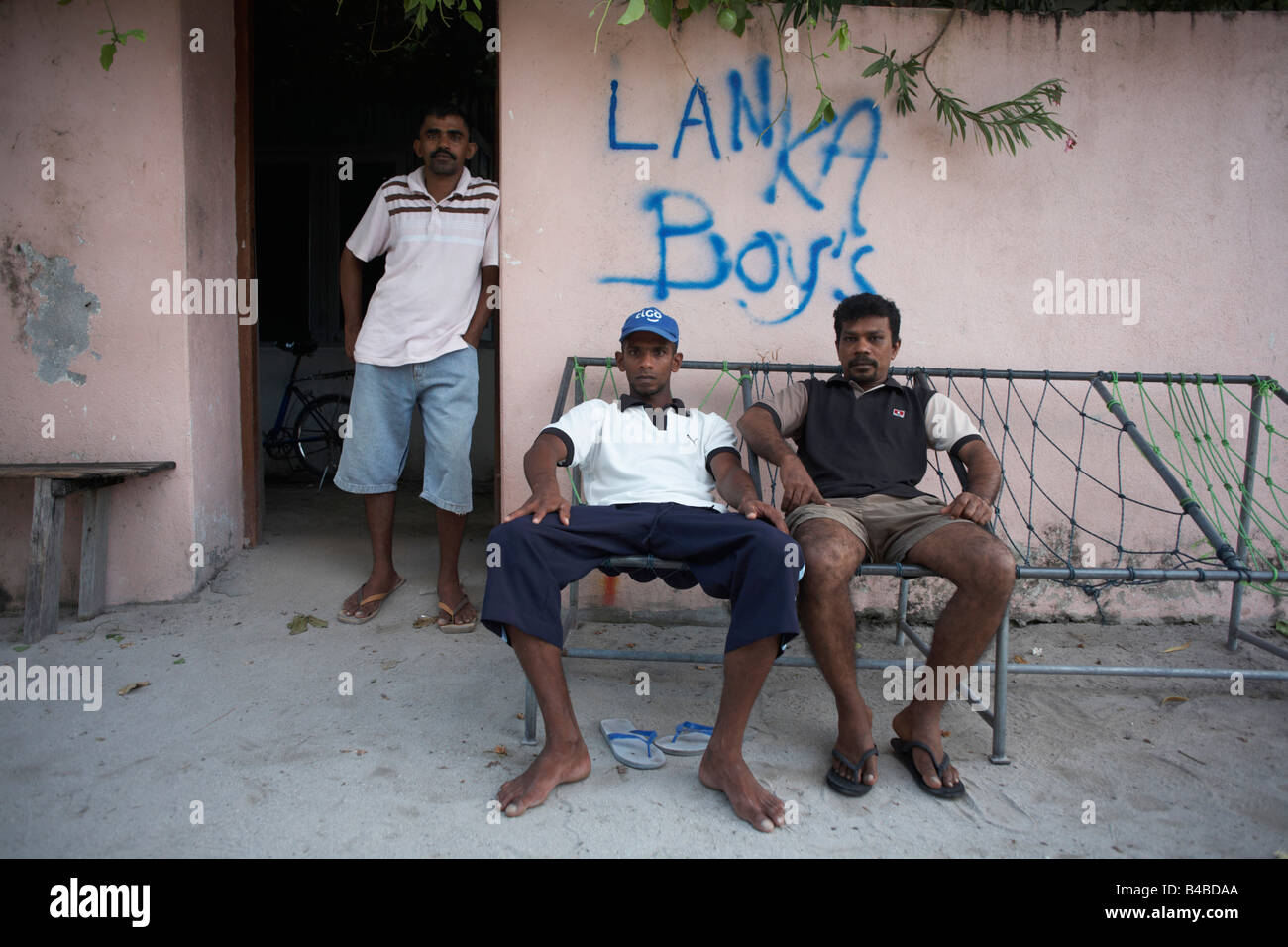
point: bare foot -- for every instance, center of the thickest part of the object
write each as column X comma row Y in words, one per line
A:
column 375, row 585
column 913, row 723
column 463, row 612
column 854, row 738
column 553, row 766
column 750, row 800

* * *

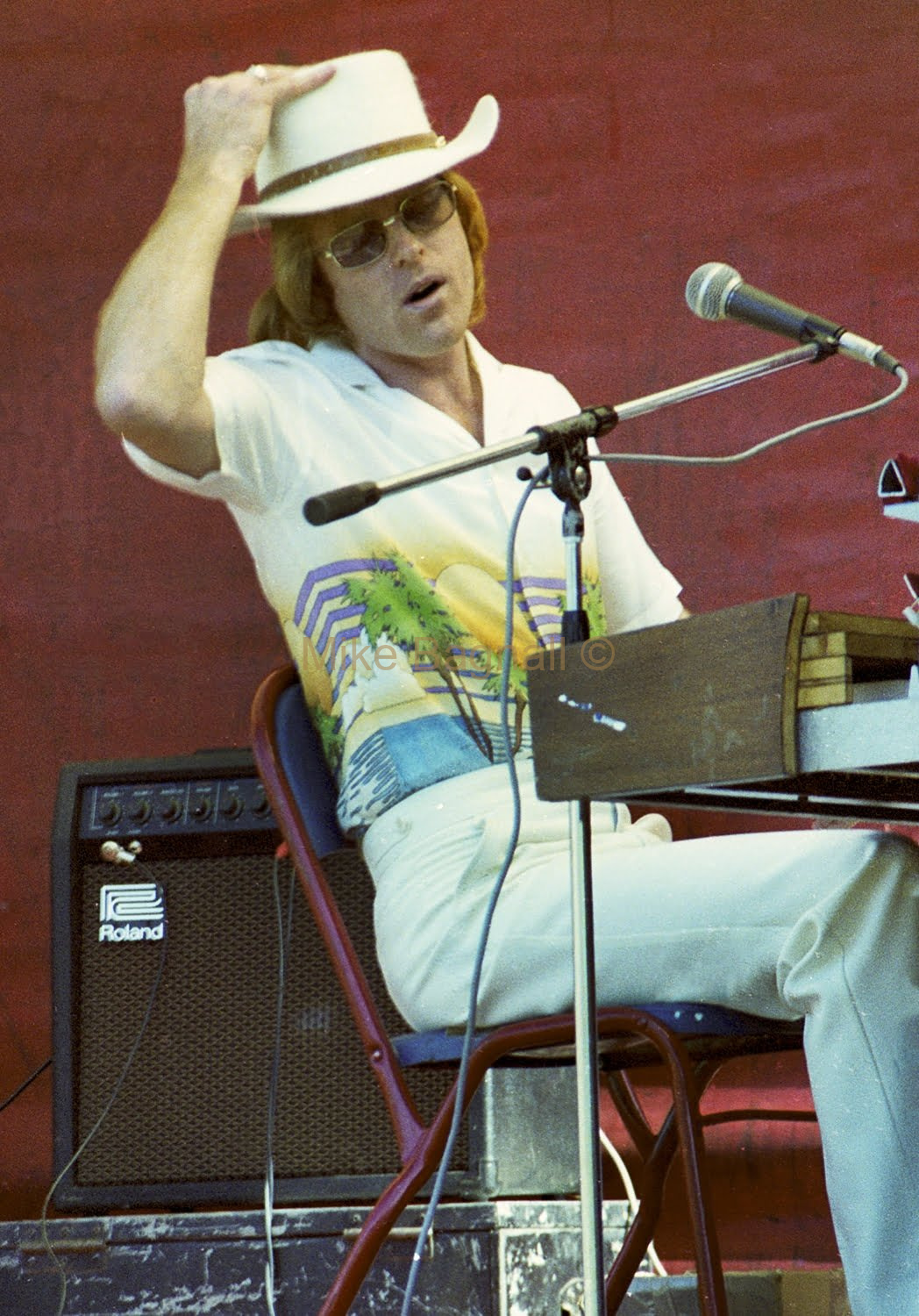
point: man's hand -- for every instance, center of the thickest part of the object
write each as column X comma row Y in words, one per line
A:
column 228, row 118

[THE REQUEST]:
Retype the part of the rows that opens with the line containing "point: man's hand" and closes with the line containing "column 228, row 118", keeping both of those lines.

[ANSWER TO THIS TASK]:
point: man's hand -- for every instance, center of the thickest part of the object
write each as column X comma row Y in words, one per line
A:
column 228, row 118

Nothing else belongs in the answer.